> Data
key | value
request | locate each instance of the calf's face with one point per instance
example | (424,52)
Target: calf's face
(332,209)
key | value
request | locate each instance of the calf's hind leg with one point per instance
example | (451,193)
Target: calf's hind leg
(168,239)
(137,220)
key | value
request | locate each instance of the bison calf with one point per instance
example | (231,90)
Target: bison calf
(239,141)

==

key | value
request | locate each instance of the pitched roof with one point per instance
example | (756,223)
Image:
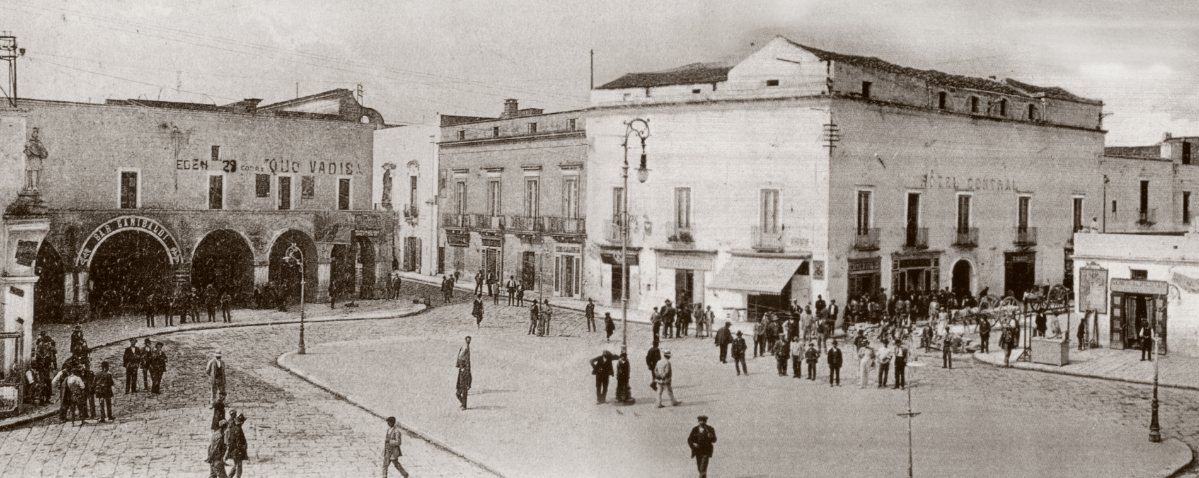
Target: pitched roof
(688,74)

...

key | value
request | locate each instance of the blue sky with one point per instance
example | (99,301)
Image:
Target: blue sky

> Your instructions
Which lines of the entries above contain the string "locate"? Copy each one.

> Result of this exercise
request | locate each instance of the calf's face with one point per instance
request | locate each instance of the calf's hind leg with one point per instance
request | locate each instance of the bison calf with one point per instance
request | locate each instance of the pitched roof with one point per instance
request | locate each instance of the blue sky with one point per instance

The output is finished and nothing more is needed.